EXTRAIT DU TEXTE
Et en quoi la régulation des activités des travailleuses de sexe influencera-t-elle la dynamique du genre et les normes sociales au Bénin ?
La régulation des activités des travailleuses de sexe influencera forcément et les normes sociales peuvent davantage être préservées. Dans des villes comme Cotonou, il y a des écoles et des centres d’apprentissage situés dans les mêmes environnements où ces travailleuses s’exhibent. Réguler cela permettra de renforcer les normes sociales, l’éthique et la protection des jeunes. Cela aura un impact positif sur l’éducation des enfants et des élèves.

Quels sont les impacts réels d’une telle opération sur la réduction des ISTs dans la communauté concernée ?

EXTRAIT DE DONNÉES
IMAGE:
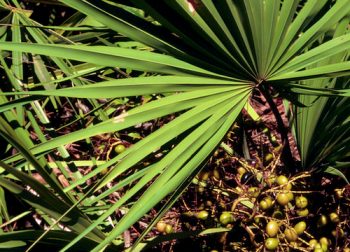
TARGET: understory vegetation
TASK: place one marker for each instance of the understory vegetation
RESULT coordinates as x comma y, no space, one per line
175,125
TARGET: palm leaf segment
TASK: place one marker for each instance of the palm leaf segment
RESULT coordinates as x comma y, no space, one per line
214,53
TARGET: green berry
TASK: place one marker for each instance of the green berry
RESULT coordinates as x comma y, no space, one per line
282,198
291,234
300,227
272,228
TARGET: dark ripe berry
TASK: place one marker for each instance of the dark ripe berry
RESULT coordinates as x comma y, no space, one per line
226,218
271,243
247,178
282,180
334,217
203,215
169,229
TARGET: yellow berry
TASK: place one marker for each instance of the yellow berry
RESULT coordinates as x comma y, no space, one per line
272,228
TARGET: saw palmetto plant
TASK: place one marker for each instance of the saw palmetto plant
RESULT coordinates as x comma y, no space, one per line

EXERCICES À FAIRE
A - D'après le texte sur la régulation du travail du sexe au Bénin, qu'est-ce que cette régulation permettra de renforcer ?
B - Poursuivez le texte sur la régulation du travail du sexe au Bénin à partir de l'endroit où il s'arrête.

CORRIGÉ DES ACTIVITÉS
A - Les normes sociales, l'éthique et la protection des jeunes.

B -
Cette opération aura des impacts. En recadrant leur profession, en leur assignant des lieux spécifiques et en empêchant qu’elles déambulent dans les rues, cela pourrait réduire les comportements sexuels à risque et, par conséquent, les IST dans les communautés ciblées.

Dans votre posture de socio-anthropologue, pensez-vous que les programmes de sensibilisation sur les risques sanitaires liés au racolage sont suffisants et adaptés aux réalités des travailleuses de sexe ?
En tant que socio-anthropologue, j’ai participé à plusieurs programmes de sensibilisation sur les risques liés aux infections, au VIH et aux IST. Ces sensibilisations visent à expliquer comment se protéger. Je pense qu’on sensibilise aussi les travailleuses de sexe, qui, parfois, prennent des précautions. Cependant, le phénomène persiste et se multiplie. Nous devons orienter les sensibilisations autrement, en montrant à nos jeunes élèves et apprentis que ce phénomène n’est pas une bonne voie. Il ne s’agit pas seulement d’une question de santé, mais aussi de morale.

Pensez-vous que l’opération d’interpellation contribuera réellement aux résultats escomptés ?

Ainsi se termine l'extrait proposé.